*WORK TO DO*
Transcribe exactly the lines from the one holding "Where can you spot the red banner" to the end of the data below, including both of those lines and no others.

*RECORDS*
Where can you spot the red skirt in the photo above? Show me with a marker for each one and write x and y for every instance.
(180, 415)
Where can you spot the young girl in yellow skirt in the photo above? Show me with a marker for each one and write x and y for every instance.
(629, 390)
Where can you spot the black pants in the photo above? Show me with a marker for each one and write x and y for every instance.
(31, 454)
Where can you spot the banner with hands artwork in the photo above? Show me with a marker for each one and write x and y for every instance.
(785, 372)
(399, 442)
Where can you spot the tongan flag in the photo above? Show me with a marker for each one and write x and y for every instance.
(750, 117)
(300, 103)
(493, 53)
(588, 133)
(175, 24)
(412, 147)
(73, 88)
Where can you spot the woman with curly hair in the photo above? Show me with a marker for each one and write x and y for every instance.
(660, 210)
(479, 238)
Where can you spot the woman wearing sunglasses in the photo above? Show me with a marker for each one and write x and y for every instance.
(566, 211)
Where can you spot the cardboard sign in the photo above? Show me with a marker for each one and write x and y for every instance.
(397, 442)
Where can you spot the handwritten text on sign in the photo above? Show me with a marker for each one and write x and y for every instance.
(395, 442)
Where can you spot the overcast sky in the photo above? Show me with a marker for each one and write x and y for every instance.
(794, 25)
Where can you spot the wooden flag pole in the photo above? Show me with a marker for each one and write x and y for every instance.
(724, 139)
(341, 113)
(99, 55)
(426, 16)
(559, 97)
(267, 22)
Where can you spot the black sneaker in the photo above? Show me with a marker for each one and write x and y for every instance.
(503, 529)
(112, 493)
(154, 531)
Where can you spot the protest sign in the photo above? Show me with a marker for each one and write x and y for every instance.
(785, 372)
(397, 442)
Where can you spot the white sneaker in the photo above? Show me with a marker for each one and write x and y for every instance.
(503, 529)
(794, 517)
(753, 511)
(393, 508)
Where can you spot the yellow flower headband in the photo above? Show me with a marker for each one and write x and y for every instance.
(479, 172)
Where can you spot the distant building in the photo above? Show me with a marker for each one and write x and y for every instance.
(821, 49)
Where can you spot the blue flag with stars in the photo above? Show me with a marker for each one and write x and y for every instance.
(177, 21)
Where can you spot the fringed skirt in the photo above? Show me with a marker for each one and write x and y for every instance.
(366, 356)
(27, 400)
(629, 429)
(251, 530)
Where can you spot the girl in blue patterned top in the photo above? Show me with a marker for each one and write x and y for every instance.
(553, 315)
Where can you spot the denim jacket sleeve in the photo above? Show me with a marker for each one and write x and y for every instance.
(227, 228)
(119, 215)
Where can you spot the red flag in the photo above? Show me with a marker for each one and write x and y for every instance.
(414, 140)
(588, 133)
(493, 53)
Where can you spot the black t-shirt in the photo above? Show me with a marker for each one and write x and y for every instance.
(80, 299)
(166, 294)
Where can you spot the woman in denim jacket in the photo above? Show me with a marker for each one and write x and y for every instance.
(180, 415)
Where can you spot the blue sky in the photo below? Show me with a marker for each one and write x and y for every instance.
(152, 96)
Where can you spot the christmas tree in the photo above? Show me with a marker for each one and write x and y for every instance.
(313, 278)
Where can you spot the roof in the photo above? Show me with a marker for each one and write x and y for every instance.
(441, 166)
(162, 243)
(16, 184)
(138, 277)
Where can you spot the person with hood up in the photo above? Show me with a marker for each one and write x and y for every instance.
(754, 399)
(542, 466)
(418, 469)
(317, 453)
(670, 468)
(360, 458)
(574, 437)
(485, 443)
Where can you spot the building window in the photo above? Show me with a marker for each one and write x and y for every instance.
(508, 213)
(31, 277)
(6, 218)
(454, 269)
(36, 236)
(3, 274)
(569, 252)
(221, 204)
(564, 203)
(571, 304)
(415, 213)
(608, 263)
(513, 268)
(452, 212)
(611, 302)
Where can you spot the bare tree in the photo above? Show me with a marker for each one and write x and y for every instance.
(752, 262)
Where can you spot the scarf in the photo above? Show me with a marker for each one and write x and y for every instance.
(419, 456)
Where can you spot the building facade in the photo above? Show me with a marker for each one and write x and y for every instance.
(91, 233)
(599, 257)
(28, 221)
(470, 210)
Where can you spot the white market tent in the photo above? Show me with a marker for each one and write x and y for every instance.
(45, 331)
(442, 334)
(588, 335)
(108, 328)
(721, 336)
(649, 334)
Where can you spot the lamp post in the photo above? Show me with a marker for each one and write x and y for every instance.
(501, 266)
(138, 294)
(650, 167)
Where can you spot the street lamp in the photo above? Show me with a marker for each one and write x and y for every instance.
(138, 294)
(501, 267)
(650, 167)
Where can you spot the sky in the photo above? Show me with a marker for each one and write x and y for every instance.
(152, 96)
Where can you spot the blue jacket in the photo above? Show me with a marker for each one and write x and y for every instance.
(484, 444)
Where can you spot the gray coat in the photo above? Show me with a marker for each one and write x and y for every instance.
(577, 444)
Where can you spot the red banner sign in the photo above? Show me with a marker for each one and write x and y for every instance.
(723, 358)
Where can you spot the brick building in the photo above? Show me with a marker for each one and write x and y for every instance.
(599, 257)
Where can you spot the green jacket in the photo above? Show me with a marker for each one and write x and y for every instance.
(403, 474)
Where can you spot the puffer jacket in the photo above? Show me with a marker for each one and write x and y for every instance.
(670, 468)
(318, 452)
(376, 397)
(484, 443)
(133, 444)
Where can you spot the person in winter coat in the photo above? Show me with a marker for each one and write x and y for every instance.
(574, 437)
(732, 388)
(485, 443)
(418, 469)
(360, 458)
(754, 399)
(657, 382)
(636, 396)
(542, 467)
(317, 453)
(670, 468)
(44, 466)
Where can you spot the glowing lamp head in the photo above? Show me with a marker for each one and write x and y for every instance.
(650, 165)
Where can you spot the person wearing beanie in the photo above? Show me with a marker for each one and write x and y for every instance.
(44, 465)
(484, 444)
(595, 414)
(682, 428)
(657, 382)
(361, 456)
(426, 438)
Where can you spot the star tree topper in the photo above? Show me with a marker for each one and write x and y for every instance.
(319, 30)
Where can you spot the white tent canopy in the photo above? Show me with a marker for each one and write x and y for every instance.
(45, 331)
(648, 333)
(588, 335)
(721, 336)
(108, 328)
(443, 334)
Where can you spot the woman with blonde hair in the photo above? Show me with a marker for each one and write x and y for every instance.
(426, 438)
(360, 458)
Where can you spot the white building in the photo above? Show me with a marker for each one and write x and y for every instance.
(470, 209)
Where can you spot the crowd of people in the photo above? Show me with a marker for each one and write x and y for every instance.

*EXERCISE RESPONSE*
Where can you spot the red banner sign in the photo above? Show me with a marker for each one and write x and y for every instance.
(723, 358)
Where can you spot the brick building in the photo above? Show me with a marker for each one and write x and y for every instance.
(599, 257)
Where can you spot the green jacket in the photo above? Show me with a marker for each one and write x and y for every instance.
(403, 474)
Where can you spot the puffer jacket in the photo above? Show me with a marker for each one and write x and y for every instance.
(670, 468)
(318, 452)
(376, 397)
(484, 443)
(133, 444)
Where can you spot the person in winter coat in the photo above? Show me with a marker for each one and write x and y for every instance.
(574, 437)
(732, 388)
(485, 443)
(418, 469)
(360, 458)
(754, 399)
(657, 382)
(636, 396)
(542, 467)
(317, 453)
(670, 468)
(44, 466)
Where can you spot the glowing lamp head in the photo above? Show me with a marker for each one and write x and y for every instance.
(650, 165)
Where can you spot the person wearing beanie in the photo above? Show me with a marker for each one and write x and y for every instance.
(44, 465)
(484, 444)
(595, 414)
(682, 428)
(657, 382)
(361, 456)
(426, 438)
Where can you spot the star tree topper in the photo above? Show me with a marker for each one and write x and y for every instance.
(319, 30)
Where can you spot the white tent canopy in the photo above? Show me with a marker for each one and write x and y for every instance.
(45, 331)
(648, 333)
(588, 335)
(721, 336)
(108, 328)
(443, 334)
Where can you spot the woman with blonde hair in the photo above? Show me with a marker for each one and write x and y for every instance.
(426, 438)
(360, 458)
Where can you spot the white building in the photo above? Show me with a marker for each one and write x and y for every instance.
(470, 209)
Where can you spot the crowd of people in the photo above? Show me with a marker for each one and write x and y for every instance.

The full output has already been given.